### Directive:
Reproduce the data below verbatim, from its first line through the line that contains "[[[431,203],[431,168],[407,181],[404,188],[407,207]]]", with both ends included. Leave the pictures out of your answer.

>> BEGIN Provided information

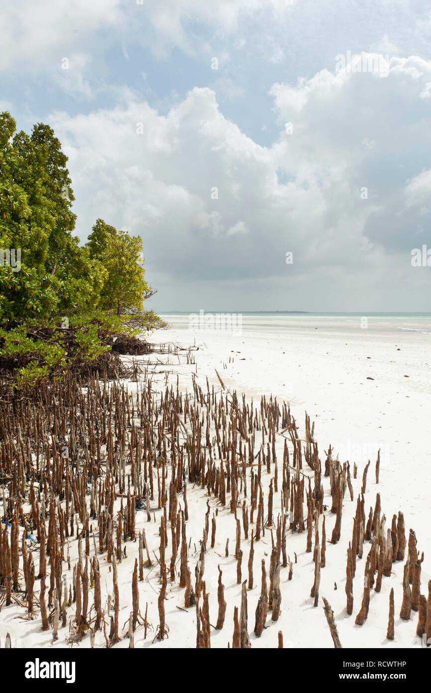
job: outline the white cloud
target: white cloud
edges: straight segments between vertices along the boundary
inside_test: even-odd
[[[431,203],[431,168],[407,181],[404,188],[407,207]]]
[[[224,117],[205,88],[193,89],[166,116],[135,97],[87,116],[55,114],[81,234],[98,216],[141,234],[150,279],[161,281],[164,301],[173,282],[203,282],[210,295],[220,279],[241,292],[259,281],[274,300],[284,286],[314,295],[322,310],[331,301],[351,310],[352,297],[358,310],[378,310],[389,288],[404,306],[401,286],[410,282],[420,310],[425,279],[410,272],[418,223],[409,209],[429,185],[421,157],[431,131],[420,94],[430,68],[414,56],[397,58],[383,80],[323,70],[294,87],[278,83],[271,92],[280,134],[272,147]],[[291,135],[283,127],[287,119]],[[279,182],[279,170],[287,182]],[[294,259],[286,270],[288,250]]]

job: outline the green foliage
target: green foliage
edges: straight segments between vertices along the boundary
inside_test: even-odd
[[[142,310],[149,287],[141,263],[142,239],[98,219],[86,245],[91,258],[97,258],[107,276],[100,289],[99,306],[117,315],[133,308]]]
[[[98,359],[118,335],[164,326],[143,310],[152,290],[139,237],[98,219],[80,245],[67,164],[49,125],[28,135],[0,113],[0,250],[21,251],[19,271],[0,266],[0,368],[19,387]]]

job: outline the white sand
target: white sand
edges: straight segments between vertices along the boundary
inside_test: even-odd
[[[175,318],[175,322],[178,319]],[[427,594],[427,583],[431,573],[431,484],[430,455],[428,441],[430,431],[429,367],[431,363],[430,335],[419,332],[401,331],[391,324],[387,327],[373,326],[362,330],[359,319],[342,325],[331,324],[326,319],[307,317],[291,318],[289,325],[285,322],[276,324],[274,321],[264,320],[265,326],[254,326],[256,320],[245,324],[243,334],[191,333],[187,324],[177,325],[175,328],[157,333],[157,340],[179,342],[186,346],[195,340],[202,348],[194,353],[197,366],[175,365],[176,358],[170,357],[169,370],[172,374],[169,381],[176,382],[177,374],[180,374],[180,387],[191,391],[191,372],[197,372],[197,382],[206,389],[206,376],[210,386],[213,384],[218,391],[220,383],[215,373],[217,369],[225,385],[229,390],[244,392],[253,397],[258,404],[263,394],[271,393],[281,401],[290,402],[291,411],[299,426],[299,435],[304,435],[304,410],[315,421],[315,439],[319,444],[320,459],[324,462],[324,450],[331,444],[335,454],[340,453],[340,462],[349,459],[353,470],[353,463],[358,466],[358,479],[353,481],[355,499],[351,502],[346,493],[343,505],[343,516],[340,541],[335,546],[326,546],[326,566],[322,570],[320,595],[326,597],[334,611],[341,642],[344,647],[420,647],[416,638],[417,614],[412,612],[410,622],[401,621],[399,611],[402,599],[403,563],[393,565],[390,578],[383,577],[381,592],[371,592],[369,613],[363,626],[355,625],[355,615],[362,596],[363,574],[365,556],[369,544],[364,546],[364,556],[357,561],[356,575],[353,584],[353,613],[346,613],[346,551],[351,538],[352,517],[355,509],[356,498],[360,491],[362,474],[368,459],[371,464],[368,473],[365,509],[374,507],[376,493],[379,491],[382,499],[382,512],[387,517],[386,527],[390,527],[392,514],[399,510],[404,513],[406,534],[412,527],[418,540],[418,550],[425,552],[422,570],[422,593]],[[245,321],[247,322],[247,320]],[[421,328],[422,324],[420,324]],[[315,327],[318,328],[315,329]],[[413,329],[416,328],[414,327]],[[153,339],[152,341],[155,341]],[[401,351],[397,351],[399,348]],[[367,358],[367,357],[370,358]],[[229,362],[229,358],[231,363]],[[245,359],[241,360],[241,359]],[[233,362],[232,362],[233,360]],[[160,367],[156,371],[166,371]],[[403,377],[408,375],[409,378]],[[367,380],[367,376],[374,378]],[[159,383],[164,388],[165,375],[153,378],[153,387]],[[130,384],[130,389],[136,388]],[[283,439],[277,446],[279,464],[282,459]],[[380,484],[375,483],[374,463],[377,450],[381,450]],[[308,471],[304,461],[304,471]],[[279,471],[280,473],[280,471]],[[313,473],[311,473],[312,475]],[[267,502],[267,489],[270,475],[263,473],[265,487],[265,507]],[[324,480],[325,496],[329,495],[328,480]],[[191,537],[189,565],[194,584],[195,558],[193,547],[199,548],[202,537],[204,514],[206,509],[206,491],[193,489],[188,484],[189,521],[187,523],[187,538]],[[242,499],[241,499],[242,500]],[[119,502],[117,501],[119,506]],[[214,509],[216,501],[210,500]],[[274,495],[274,517],[280,509],[280,494]],[[159,523],[160,511],[155,511],[157,525],[146,522],[144,511],[137,514],[137,531],[144,527],[150,551],[158,554]],[[212,512],[211,512],[212,514]],[[326,534],[331,538],[335,523],[335,516],[326,512]],[[322,519],[320,520],[322,525]],[[209,591],[211,622],[217,619],[217,578],[218,563],[223,570],[225,597],[227,602],[226,620],[222,631],[211,630],[211,647],[227,647],[233,633],[233,612],[235,606],[240,606],[240,586],[236,584],[236,561],[233,555],[235,546],[236,523],[229,509],[219,510],[217,519],[216,547],[209,548],[205,557],[206,590]],[[230,556],[225,558],[227,538],[230,540]],[[281,613],[276,623],[271,621],[268,615],[267,625],[261,638],[253,634],[254,612],[260,593],[261,559],[266,561],[269,572],[271,539],[268,530],[265,538],[255,544],[254,587],[248,595],[248,629],[252,647],[275,647],[277,632],[281,630],[285,647],[332,647],[332,640],[324,617],[322,606],[313,608],[310,590],[313,582],[314,564],[313,554],[305,552],[306,532],[301,534],[289,534],[287,552],[291,558],[294,552],[298,556],[298,563],[294,565],[293,579],[288,581],[288,569],[281,570]],[[137,543],[127,542],[127,558],[118,565],[120,600],[122,611],[120,624],[122,626],[128,619],[131,609],[131,577],[134,559],[137,556]],[[247,563],[249,542],[243,537],[242,549],[243,579],[247,577]],[[77,554],[77,543],[73,541],[72,556]],[[154,555],[152,554],[152,555]],[[406,554],[407,555],[407,554]],[[166,550],[168,560],[170,556],[170,538]],[[102,574],[103,602],[107,591],[112,593],[112,573],[106,562],[106,554],[99,556]],[[38,559],[35,558],[38,565]],[[64,566],[67,568],[67,565]],[[146,573],[147,572],[146,572]],[[148,572],[146,580],[139,583],[141,611],[145,611],[148,603],[148,620],[153,626],[158,622],[157,596],[159,588],[156,577],[157,568]],[[71,572],[66,571],[71,580]],[[334,589],[336,582],[337,589]],[[36,585],[35,586],[36,587]],[[391,587],[395,592],[395,640],[386,640],[389,593]],[[92,592],[92,590],[91,590]],[[92,596],[90,596],[90,604]],[[149,631],[147,640],[143,641],[143,631],[139,629],[135,633],[135,647],[195,647],[196,623],[195,608],[188,613],[177,608],[184,607],[184,590],[177,584],[168,581],[166,602],[166,621],[169,626],[168,640],[152,644],[154,631]],[[73,615],[74,605],[69,610]],[[12,636],[15,647],[49,647],[51,632],[42,633],[40,620],[31,622],[17,617],[24,615],[24,611],[17,606],[3,607],[0,613],[0,637],[3,641],[7,631]],[[62,647],[66,644],[67,629],[59,631],[59,640],[52,647]],[[123,633],[125,635],[126,629]],[[96,637],[96,647],[102,647],[105,640],[100,633]],[[89,647],[86,638],[80,647]],[[128,647],[127,638],[115,646]]]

>> END Provided information

### Result of this exercise:
job: outline the white cloud
target: white cloud
edges: straight segments between vertices along the boundary
inside_test: even-odd
[[[431,203],[431,168],[407,181],[404,188],[407,207]]]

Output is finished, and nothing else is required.